**WHAT NEEDS TO BE DONE**
Report every line in the data below that contains the word "blue", copying each such line in full.

**EXERCISE MATERIALS**
──────

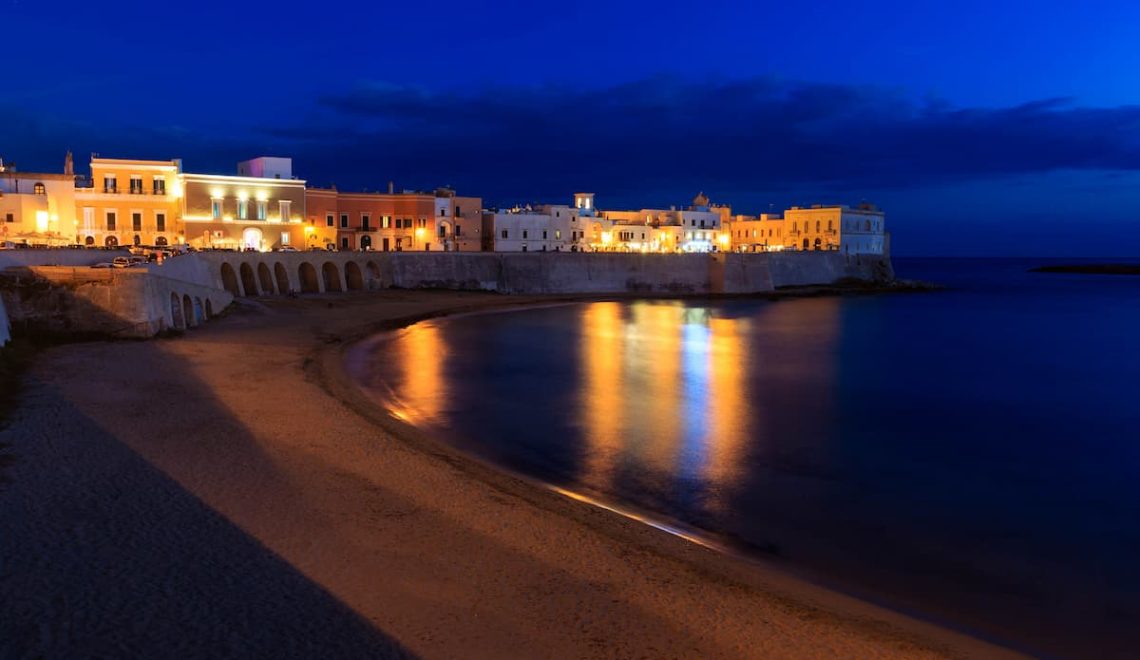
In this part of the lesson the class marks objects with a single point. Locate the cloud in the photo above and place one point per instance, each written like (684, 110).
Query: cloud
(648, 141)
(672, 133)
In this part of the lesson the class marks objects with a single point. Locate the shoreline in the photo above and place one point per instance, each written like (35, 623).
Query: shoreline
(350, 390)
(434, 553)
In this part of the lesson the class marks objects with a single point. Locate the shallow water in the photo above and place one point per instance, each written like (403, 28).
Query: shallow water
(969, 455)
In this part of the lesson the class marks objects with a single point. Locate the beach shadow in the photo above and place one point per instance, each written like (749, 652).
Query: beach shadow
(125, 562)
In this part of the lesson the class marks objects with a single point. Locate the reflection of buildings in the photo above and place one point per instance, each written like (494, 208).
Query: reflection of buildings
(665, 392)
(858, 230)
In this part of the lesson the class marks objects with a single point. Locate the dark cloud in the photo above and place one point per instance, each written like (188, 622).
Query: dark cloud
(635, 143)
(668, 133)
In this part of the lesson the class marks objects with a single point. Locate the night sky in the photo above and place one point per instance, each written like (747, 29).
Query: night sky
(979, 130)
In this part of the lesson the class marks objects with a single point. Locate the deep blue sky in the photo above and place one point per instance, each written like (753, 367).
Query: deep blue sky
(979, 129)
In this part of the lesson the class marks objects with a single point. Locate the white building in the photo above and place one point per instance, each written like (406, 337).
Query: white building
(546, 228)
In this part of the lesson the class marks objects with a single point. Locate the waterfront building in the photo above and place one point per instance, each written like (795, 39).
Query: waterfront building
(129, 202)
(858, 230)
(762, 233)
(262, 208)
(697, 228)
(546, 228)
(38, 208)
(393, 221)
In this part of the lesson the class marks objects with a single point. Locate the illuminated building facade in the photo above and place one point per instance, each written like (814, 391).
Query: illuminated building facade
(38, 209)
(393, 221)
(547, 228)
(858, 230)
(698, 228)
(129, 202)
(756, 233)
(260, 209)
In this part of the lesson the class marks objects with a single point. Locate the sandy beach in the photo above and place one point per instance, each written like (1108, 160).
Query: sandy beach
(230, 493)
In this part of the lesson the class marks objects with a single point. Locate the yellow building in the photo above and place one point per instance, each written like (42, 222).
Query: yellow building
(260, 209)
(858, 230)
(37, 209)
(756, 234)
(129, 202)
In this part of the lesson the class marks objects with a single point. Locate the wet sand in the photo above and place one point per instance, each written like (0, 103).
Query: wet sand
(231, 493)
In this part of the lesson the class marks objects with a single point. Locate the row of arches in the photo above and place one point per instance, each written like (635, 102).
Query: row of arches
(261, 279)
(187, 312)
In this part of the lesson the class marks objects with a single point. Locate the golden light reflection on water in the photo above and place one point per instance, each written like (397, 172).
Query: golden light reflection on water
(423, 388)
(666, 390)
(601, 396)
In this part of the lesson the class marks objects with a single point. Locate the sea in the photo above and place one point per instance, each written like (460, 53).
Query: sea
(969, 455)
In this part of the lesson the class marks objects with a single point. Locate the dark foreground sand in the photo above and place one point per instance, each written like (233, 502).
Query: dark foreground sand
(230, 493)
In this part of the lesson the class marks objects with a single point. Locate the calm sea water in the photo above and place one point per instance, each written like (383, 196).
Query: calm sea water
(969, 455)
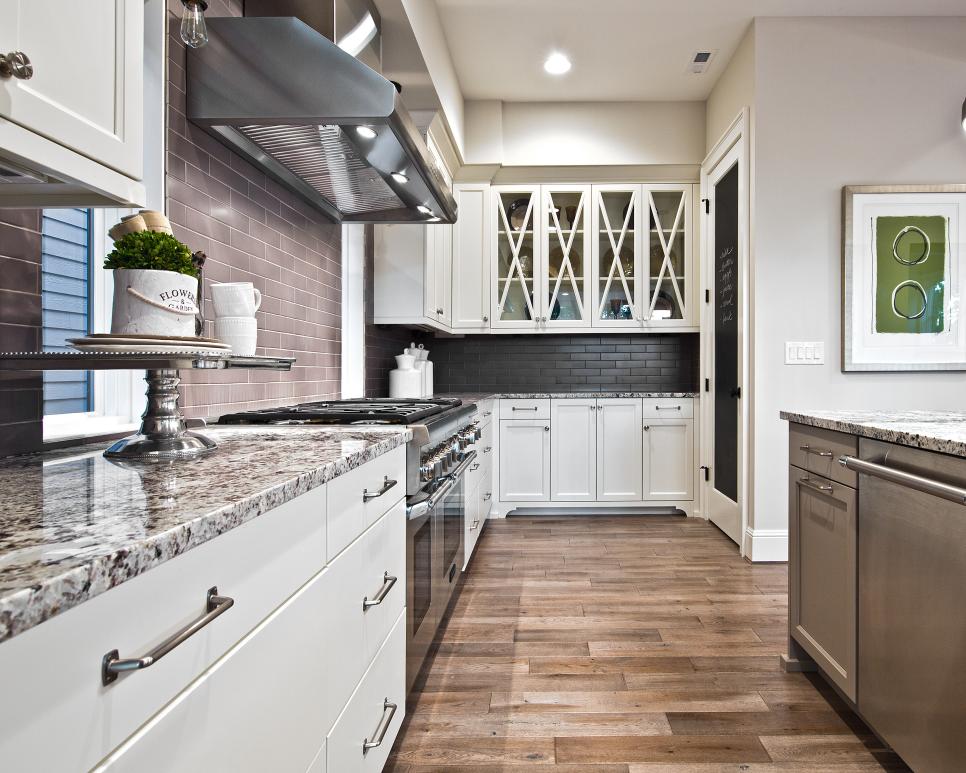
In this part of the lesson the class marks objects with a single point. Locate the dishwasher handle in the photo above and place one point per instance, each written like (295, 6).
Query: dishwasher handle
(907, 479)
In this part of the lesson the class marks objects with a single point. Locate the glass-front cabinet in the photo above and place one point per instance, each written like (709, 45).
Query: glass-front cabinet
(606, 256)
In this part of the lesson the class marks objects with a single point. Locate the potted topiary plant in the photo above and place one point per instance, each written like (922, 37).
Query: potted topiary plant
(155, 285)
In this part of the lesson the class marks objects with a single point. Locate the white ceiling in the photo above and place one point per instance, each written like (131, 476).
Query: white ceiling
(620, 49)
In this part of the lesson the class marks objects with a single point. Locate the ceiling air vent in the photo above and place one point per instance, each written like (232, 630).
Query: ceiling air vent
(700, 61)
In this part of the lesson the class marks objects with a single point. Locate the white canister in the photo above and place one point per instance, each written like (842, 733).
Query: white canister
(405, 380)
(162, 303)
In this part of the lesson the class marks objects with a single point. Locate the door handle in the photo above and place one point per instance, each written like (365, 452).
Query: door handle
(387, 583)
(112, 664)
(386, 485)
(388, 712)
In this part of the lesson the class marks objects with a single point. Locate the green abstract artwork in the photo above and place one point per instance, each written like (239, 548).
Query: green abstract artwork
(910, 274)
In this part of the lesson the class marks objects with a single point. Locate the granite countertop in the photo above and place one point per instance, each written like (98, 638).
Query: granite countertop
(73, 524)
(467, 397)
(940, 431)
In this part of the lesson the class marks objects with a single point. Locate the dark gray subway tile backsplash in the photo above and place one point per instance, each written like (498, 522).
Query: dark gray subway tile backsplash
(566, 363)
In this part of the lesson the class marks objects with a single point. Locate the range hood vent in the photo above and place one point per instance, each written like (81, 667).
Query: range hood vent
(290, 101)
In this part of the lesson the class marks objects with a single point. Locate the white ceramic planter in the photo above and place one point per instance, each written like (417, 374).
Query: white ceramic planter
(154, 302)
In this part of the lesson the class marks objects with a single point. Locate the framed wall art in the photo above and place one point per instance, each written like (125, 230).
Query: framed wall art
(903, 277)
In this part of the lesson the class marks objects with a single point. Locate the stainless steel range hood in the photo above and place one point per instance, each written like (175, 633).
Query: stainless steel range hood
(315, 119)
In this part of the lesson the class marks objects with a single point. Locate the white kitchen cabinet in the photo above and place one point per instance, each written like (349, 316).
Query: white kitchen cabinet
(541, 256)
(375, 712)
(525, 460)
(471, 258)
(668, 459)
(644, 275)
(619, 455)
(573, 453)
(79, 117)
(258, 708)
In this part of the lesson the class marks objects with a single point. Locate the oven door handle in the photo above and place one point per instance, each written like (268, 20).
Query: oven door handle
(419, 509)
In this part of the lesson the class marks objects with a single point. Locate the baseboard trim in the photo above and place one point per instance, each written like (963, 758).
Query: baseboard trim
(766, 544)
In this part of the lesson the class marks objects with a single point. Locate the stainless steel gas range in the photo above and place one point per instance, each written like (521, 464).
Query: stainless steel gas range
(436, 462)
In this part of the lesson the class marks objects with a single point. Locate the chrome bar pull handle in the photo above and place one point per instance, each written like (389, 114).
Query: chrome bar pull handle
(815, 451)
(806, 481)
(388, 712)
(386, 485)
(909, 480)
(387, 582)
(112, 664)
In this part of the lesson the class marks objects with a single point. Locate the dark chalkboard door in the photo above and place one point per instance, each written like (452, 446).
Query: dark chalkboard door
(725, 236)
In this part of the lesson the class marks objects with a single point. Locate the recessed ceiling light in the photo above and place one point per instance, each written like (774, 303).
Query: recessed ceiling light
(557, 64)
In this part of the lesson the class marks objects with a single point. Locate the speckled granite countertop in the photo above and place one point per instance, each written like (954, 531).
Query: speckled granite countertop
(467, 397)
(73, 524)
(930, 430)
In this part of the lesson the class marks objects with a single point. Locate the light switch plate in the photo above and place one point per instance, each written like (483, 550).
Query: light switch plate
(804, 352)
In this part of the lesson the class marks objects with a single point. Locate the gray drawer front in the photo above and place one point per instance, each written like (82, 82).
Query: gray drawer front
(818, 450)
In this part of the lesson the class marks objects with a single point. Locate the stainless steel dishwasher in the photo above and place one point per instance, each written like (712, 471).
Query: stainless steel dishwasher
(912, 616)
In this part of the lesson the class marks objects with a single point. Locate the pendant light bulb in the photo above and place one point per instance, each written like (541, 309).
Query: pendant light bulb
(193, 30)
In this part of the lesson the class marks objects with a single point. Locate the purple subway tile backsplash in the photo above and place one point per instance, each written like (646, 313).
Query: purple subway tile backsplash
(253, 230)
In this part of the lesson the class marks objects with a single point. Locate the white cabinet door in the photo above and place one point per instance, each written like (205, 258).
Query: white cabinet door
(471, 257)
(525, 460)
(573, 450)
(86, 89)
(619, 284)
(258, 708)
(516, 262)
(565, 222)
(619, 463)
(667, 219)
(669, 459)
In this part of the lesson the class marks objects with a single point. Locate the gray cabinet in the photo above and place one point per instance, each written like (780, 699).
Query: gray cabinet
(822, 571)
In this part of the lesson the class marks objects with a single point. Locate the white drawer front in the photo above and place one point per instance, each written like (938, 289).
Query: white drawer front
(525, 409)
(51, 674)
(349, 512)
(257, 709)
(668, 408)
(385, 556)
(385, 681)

──────

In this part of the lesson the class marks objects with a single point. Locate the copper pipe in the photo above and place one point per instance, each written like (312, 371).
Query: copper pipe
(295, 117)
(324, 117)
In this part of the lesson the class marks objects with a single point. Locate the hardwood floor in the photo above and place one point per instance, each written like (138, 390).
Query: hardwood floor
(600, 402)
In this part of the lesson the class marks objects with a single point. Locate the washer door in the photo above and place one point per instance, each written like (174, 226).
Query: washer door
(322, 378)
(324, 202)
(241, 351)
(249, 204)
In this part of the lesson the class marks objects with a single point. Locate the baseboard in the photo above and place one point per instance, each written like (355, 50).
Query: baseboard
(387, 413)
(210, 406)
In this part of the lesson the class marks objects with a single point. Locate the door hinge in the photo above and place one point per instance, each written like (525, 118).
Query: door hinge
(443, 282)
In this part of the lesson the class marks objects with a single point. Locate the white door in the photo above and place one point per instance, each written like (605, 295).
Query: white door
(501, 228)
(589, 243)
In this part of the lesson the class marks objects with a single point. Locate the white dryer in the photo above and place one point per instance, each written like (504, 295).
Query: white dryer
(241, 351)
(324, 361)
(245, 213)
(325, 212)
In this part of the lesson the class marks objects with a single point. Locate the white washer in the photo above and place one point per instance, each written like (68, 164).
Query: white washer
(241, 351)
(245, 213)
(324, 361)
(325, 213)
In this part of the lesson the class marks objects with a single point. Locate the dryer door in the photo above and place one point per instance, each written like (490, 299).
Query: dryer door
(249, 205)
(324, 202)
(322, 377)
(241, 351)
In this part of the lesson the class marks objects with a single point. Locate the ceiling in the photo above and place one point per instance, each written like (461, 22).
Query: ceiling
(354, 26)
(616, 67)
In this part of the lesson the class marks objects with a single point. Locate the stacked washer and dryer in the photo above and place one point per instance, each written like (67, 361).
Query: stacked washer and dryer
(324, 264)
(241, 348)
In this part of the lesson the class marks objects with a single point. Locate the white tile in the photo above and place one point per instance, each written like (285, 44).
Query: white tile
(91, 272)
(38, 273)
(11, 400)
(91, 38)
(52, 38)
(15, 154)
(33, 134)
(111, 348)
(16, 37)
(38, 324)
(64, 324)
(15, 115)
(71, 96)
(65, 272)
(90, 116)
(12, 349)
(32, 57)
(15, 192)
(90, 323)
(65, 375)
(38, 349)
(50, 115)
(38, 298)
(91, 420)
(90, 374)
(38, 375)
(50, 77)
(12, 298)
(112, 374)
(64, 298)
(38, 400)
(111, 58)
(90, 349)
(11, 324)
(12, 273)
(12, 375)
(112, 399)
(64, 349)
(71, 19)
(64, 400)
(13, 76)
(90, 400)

──────

**EXERCISE ANSWER**
In this part of the lesson the class marks objects with a single point. Locate the deep blue sky in the photo above and place one point per instance, each written like (753, 367).
Query: deep blue sky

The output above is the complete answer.